— BAGIAN TEKS —
↓↓↓

TNI yang Isi Jabatan Sipil Berbuat Pidana Diadili di Peradilan Militer

- Menteri Hukum: Prajurit TNI aktif diadili di pengadilan militer jika berbuat pidana meski tak terkait operasi militer
- Koneksitas antarlembaga penegak hukum untuk mengadili prajurit yang melakukan tindak pidana
- Revisi UU TNI: Pengerahan tentara ditambah dari 10 menjadi 14 kementerian atau lembaga sipil
Jakarta, IDN Times - Menteri Hukum, Supratman Andi Agtas mengatakan, prajurit TNI aktif yang bertugas di kementerian atau lembaga yang diatur di dalam UU TNI yang telah direvisi tetap diadili di pengadilan militer jika melakukan tindak pidana, meski perbuatan yang mereka lakukan tidak terkait operasi militer.
Menteri dari Partai Gerindra itu menyebut ada koneksitas antarlembaga penegak hukum untuk mengadili prajurit yang melakukan tindak pidana.

↑↑↑

— KUMPULAN SOAL —
• A. Salin kembali sebagian berita tentang peradilan prajurit TNI. Mulailah dari kata-kata yang memuat "- Menteri Hukum: Prajurit" dan berhentilah setelah "melakukan tindak pidana.", sambil menukar "pengadilan militer" dengan "mahkamah militer".
• B. Menurut berita tentang peradilan prajurit TNI, Menteri Hukum berasal dari partai apa?
• C. Teruskan berita tentang peradilan prajurit TNI setelah kalimat terakhirnya.
Baris-baris data berasal dari sumber lain, bukan dari berita tentang peradilan prajurit TNI.

— BAGIAN DATA —
↓↓↓

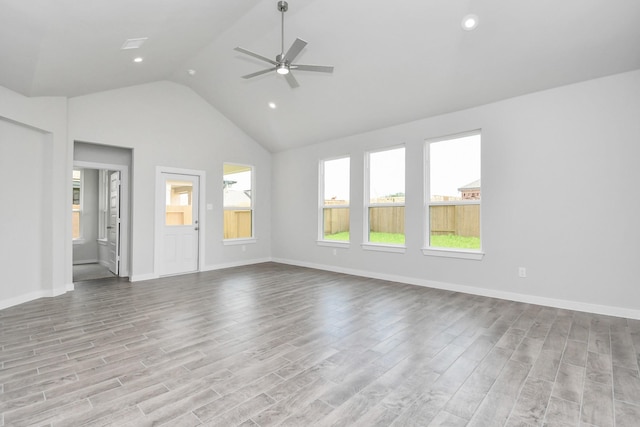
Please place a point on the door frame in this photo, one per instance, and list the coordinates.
(159, 214)
(125, 213)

↑↑↑

— JAWABAN YANG DIHARAPKAN —
• A.
- Menteri Hukum: Prajurit TNI aktif diadili di mahkamah militer jika berbuat pidana meski tak terkait operasi militer
- Koneksitas antarlembaga penegak hukum untuk mengadili prajurit yang melakukan tindak pidana
- Revisi UU TNI: Pengerahan tentara ditambah dari 10 menjadi 14 kementerian atau lembaga sipil
Jakarta, IDN Times - Menteri Hukum, Supratman Andi Agtas mengatakan, prajurit TNI aktif yang bertugas di kementerian atau lembaga yang diatur di dalam UU TNI yang telah direvisi tetap diadili di mahkamah militer jika melakukan tindak pidana, meski perbuatan yang mereka lakukan tidak terkait operasi militer.
Menteri dari Partai Gerindra itu menyebut ada koneksitas antarlembaga penegak hukum untuk mengadili prajurit yang melakukan tindak pidana.

• B. Partai Gerindra.

• C.
"Sudah jelas yang militer itu yang namanya (peradilan) militer kan sudah jelas. Di Kejaksaan Agung itu ada Jaksa Agung Muda Bidang Pidana Militer karena masih ada koneksitas. Kedua, di Mahkamah Agung juga ada ketua kamar pidana militer," ujar Supratman di Kompleks Parlemen Senayan, Jakarta Pusat pada Kamis (20/3/2025).
Ia menambahkan, di Mahkamah Agung (MA) sudah melaksanakan peradilan dalam satu pintu. Sehingga, menurut dia, sudah tidak ada lagi yang membedakan antara peradilan militer dan sipil.
Namun, hal tersebut justru yang dikritisi oleh kelompok masyarakat sipil. Sebab, di UU TNI tahun 2004 pasal 65 telah diatur prajurit TNI yang berbuat tindak pidana di luar operasi militer maka wajib diadili di peradilan sipil. Namun, poin tersebut tidak ada di dalam naskah RUU TNI yang disahkan pada hari ini.
"Sampai hari ini pasal 65 itu tidak pernah berlaku. Norma itu tidak pernah diaplikasikan dan ini gak masuk dalam radar pemerintah dan DPR," ujar Direktur Imparsial, Ardi Manto Adiputra dalam diskusi daring yang dikutip dari YouTube PBHI Nasional pada Kamis (20/3/2025).
1. Paradigma baru membolehkan TNI rangkap jabatan bukan untuk membatasi tentara

Ardi mengatakan, kasus hukum yang disidangkan di peradilan militer sering kali tertutup. Salah satunya eks Kepala Badan SAR Nasional, Hendri Alfiandi yang ikut tertangkap tangan melakukan rasuah oleh Komisi Pemberantasan Korupsi (KPK). Hingga saat ini proses peradilannya sulit dipantau.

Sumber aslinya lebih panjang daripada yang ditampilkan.